(Excerpts from labeled region data)
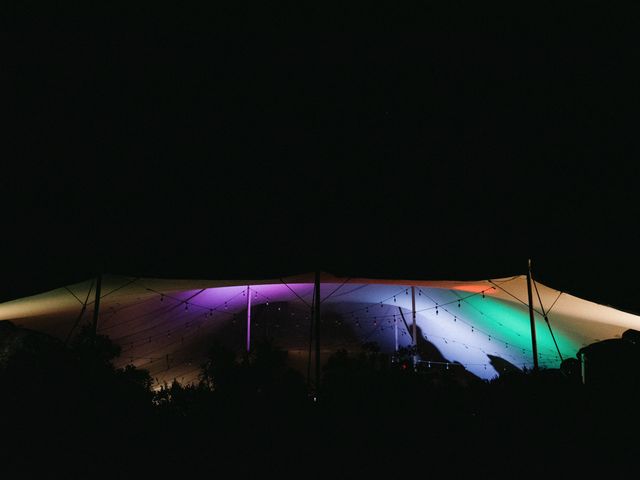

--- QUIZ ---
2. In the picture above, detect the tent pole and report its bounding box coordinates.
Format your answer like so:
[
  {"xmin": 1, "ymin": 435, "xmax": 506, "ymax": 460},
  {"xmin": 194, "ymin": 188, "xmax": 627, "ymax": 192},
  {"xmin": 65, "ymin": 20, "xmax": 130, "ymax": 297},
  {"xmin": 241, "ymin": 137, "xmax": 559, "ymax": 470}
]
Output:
[
  {"xmin": 393, "ymin": 315, "xmax": 398, "ymax": 353},
  {"xmin": 411, "ymin": 286, "xmax": 418, "ymax": 370},
  {"xmin": 247, "ymin": 285, "xmax": 251, "ymax": 353},
  {"xmin": 527, "ymin": 259, "xmax": 538, "ymax": 372},
  {"xmin": 313, "ymin": 271, "xmax": 320, "ymax": 392},
  {"xmin": 91, "ymin": 273, "xmax": 102, "ymax": 339}
]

TASK DIRECTIONS =
Copy out the listing, replacing "tent pole" with "support pole" and keeping everything else unchanged. Omit the pictures.

ANSWER TO THE TASK =
--- QUIZ ---
2. In the picture above, detect the support pole and report its bounding box coordinates.
Format your answer like so:
[
  {"xmin": 1, "ymin": 435, "xmax": 506, "ymax": 460},
  {"xmin": 194, "ymin": 188, "xmax": 627, "ymax": 192},
  {"xmin": 65, "ymin": 20, "xmax": 130, "ymax": 297},
  {"xmin": 241, "ymin": 137, "xmax": 559, "ymax": 470}
]
Output:
[
  {"xmin": 393, "ymin": 315, "xmax": 398, "ymax": 353},
  {"xmin": 411, "ymin": 286, "xmax": 418, "ymax": 370},
  {"xmin": 247, "ymin": 285, "xmax": 251, "ymax": 353},
  {"xmin": 527, "ymin": 259, "xmax": 538, "ymax": 372},
  {"xmin": 313, "ymin": 271, "xmax": 320, "ymax": 392},
  {"xmin": 91, "ymin": 273, "xmax": 102, "ymax": 339}
]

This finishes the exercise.